> _SELECTED EXTRACT_
━━━━━━━━━━━━━━━━

The Triangle Theory: Putting an old boxing Myth to bed

By Boxing News - 04/25/2017 - Comments

Image: The Triangle Theory: Putting an old boxing Myth to bed

By Joseph Hirsch – One of the most abiding and false myths in boxing is what is known as the triangle theory. It’s a mistake both casual fans and experts get drawn into, as shown time and again, but most recently in the debate over who would win a fight between Mikey Garcia and Vasyl Lomachenko. I personally can’t count the number of times I’ve heard someone say that because Mikey Garcia (Fighter A in this instance) beat Orlando Salido (Fighter B) who got a decision over Vasyl Lomachenko (Fighter C), that means that Hi-Tech will automatically lose to Mikey Garcia. This faulty logic ignores another and truer precept of boxing: styles make fights.

Let’s revisit some ancient history to see this principle in action, just to examine why the triangle theory doesn’t prove anything except the boxing forecaster’s inability to learn about the future from the past …

Many moons ago Bernard Hopkins made his 21st title defense against Jermain Taylor, who was his junior by fourteen years at the time. Hopkins is now boxing royalty, but back in those days, even after a ten-year reign as a genius counter-puncher, it was normal to see B-Hop booed on his way to the ring. That Jermain Taylor had a large contingent of Arkansans supporting him didn’t help matters. The champ was treated like a challenger.

The first Taylor-Hopkins fight turned into one of those affairs that diehard boxing fans and experts love, while ringside commentators and some crowd members either boo or get listless. HBO commentator Larry Merchant had always been somewhat desultory in his treatment of B-Hop, but he was especially critical of the “Executioner’s” two fights with “Bad Intentions” Taylor. He complained at one point that watching Hopkins fight was like watching someone swim laps.

━━━━━━━━━━━━━━━━

> _STUDY QUESTIONS_
(a) In the triangle theory article, rewrite the passage from "Many moons ago" to "like a challenger.", replacing "Many moons ago" with "Years ago".
(b) According to the triangle theory article, why is it faulty to conclude that Mikey Garcia would automatically beat Vasyl Lomachenko because Garcia beat Orlando Salido, who beat Lomachenko?

━━━━━━━━━━━━━━━━

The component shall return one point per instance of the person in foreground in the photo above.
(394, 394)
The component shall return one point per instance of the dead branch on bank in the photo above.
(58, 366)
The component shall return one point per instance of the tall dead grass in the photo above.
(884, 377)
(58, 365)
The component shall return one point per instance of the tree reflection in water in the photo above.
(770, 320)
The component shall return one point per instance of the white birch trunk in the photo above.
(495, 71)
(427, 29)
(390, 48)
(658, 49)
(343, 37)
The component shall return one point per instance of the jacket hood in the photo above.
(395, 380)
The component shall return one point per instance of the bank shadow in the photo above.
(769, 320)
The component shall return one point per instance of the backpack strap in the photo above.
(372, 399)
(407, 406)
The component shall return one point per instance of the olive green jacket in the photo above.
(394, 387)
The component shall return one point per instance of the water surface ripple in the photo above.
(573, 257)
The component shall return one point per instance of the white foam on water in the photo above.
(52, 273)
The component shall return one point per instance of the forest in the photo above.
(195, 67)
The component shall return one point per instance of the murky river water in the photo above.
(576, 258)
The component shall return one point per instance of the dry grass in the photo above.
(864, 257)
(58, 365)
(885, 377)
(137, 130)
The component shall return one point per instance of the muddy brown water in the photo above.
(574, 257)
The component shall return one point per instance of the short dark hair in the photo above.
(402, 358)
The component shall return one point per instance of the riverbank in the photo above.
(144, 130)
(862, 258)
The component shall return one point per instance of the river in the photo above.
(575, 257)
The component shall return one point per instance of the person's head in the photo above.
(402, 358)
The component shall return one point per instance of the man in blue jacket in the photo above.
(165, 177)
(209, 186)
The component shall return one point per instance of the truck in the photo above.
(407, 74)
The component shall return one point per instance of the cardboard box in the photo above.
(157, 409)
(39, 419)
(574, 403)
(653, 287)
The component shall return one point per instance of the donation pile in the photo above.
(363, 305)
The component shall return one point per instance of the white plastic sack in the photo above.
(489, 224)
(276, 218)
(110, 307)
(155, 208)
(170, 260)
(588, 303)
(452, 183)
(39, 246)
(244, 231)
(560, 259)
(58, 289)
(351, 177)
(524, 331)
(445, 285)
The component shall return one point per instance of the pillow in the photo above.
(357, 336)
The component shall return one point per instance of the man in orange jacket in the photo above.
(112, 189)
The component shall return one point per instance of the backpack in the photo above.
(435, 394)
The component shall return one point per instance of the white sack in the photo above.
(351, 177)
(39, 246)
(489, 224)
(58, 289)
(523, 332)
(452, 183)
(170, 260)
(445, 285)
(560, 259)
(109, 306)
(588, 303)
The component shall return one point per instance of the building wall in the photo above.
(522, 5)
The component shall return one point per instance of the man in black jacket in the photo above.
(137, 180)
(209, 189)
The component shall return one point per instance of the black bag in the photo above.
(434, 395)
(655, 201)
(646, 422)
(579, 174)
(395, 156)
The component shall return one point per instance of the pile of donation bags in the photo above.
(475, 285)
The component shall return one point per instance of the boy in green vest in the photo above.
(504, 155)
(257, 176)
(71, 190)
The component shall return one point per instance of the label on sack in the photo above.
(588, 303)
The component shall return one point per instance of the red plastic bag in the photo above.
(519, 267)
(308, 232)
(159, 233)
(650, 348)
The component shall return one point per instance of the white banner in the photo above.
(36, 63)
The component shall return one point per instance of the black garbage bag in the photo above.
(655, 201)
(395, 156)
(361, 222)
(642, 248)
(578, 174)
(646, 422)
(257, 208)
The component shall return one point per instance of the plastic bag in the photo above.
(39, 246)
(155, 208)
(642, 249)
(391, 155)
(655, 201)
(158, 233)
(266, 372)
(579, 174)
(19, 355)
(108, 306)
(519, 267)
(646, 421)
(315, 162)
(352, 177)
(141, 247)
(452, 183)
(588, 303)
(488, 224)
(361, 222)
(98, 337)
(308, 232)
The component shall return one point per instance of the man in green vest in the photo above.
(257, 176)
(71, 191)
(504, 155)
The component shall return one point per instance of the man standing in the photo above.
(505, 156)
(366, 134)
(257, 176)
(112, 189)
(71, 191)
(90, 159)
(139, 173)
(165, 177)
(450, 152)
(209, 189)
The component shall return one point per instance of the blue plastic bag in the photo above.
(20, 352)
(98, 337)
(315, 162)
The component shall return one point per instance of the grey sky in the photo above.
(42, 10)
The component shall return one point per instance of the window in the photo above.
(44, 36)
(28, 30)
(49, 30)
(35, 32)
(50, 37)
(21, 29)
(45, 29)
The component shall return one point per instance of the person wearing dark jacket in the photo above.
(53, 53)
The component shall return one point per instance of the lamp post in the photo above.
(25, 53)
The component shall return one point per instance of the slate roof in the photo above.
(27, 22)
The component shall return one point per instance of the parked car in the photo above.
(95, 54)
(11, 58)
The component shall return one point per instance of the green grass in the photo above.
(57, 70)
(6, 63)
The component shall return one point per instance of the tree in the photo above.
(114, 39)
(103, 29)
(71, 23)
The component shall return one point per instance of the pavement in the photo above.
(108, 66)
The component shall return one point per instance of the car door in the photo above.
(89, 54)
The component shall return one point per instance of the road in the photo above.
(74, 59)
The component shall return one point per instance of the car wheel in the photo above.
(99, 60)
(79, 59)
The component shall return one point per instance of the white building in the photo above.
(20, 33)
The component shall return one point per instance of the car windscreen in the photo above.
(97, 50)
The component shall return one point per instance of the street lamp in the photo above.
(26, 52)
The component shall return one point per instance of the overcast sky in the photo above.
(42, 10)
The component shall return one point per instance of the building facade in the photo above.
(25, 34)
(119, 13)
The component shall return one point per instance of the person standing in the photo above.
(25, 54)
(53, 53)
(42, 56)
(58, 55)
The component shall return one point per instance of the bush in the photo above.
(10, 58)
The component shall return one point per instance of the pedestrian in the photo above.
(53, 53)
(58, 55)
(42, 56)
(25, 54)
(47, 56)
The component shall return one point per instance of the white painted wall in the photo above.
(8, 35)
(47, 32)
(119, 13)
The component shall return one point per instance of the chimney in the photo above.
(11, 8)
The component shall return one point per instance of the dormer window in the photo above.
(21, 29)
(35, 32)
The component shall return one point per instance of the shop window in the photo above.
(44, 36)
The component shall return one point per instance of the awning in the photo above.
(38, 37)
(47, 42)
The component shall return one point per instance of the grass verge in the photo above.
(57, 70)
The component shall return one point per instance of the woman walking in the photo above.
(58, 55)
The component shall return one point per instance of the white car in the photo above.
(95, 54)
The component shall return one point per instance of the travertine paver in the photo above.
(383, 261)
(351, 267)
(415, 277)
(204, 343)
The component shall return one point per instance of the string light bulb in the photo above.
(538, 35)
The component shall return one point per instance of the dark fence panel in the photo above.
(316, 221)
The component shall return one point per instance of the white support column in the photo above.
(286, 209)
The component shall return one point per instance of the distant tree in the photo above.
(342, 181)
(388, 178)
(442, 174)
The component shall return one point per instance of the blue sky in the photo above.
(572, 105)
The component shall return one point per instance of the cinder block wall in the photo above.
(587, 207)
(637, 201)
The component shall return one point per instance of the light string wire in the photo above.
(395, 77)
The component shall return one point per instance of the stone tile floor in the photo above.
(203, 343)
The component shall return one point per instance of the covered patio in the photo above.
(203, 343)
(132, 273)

━━━━━━━━━━━━━━━━

> _YOUR WRITTEN ANSWERS_
(a)
Years ago Bernard Hopkins made his 21st title defense against Jermain Taylor, who was his junior by fourteen years at the time. Hopkins is now boxing royalty, but back in those days, even after a ten-year reign as a genius counter-puncher, it was normal to see B-Hop booed on his way to the ring. That Jermain Taylor had a large contingent of Arkansans supporting him didn’t help matters. The champ was treated like a challenger.

(b) That reasoning ignores a truer precept of boxing: styles make fights.